### [What you are asked to do]
Put every line of the records below into a numbered list, dropping any blank lines and leaving out the pictures.

### [Supplied data]
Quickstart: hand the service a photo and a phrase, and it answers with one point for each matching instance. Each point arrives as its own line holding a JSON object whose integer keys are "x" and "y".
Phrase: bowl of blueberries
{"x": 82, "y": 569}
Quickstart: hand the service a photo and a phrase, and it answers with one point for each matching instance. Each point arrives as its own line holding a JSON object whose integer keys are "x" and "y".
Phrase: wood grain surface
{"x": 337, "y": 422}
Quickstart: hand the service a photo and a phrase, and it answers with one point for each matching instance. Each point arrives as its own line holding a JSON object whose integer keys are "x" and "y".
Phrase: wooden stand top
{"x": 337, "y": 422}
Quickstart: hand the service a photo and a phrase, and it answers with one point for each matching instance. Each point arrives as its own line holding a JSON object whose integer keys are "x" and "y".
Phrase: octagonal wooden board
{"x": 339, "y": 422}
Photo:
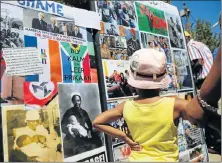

### [Answer]
1. Quickstart: hand the service a photo and a phrase, and it answers with one point for each matching instance. Each point arrives as its own line holding a JSON object whose integer keys are "x" and "y".
2. Phrase: bowl of blueberries
3. {"x": 82, "y": 569}
4. Quickstart: hand the service a photo and a phrase, and it answers with one point for each matching instance. Each point arrives as its own line holding a JSON object whose integer keys are "x" and "y".
5. Phrase: wood grain surface
6. {"x": 337, "y": 422}
7. Quickstart: hand the service a photo and a phrase, and it answers with one point for each matching instance. Each point arrives as its own line holding a JSON object whose integer keys are "x" and "y".
8. Phrase: wooden stand top
9. {"x": 337, "y": 422}
10. Quickstart: hand the service a photo and a phrase, and it answers with one point for each matching instance. Each point arrives as its own line holding a JSON object whose integer keys are "x" and "y".
11. Phrase: octagonal wooden board
12. {"x": 339, "y": 422}
13. Photo:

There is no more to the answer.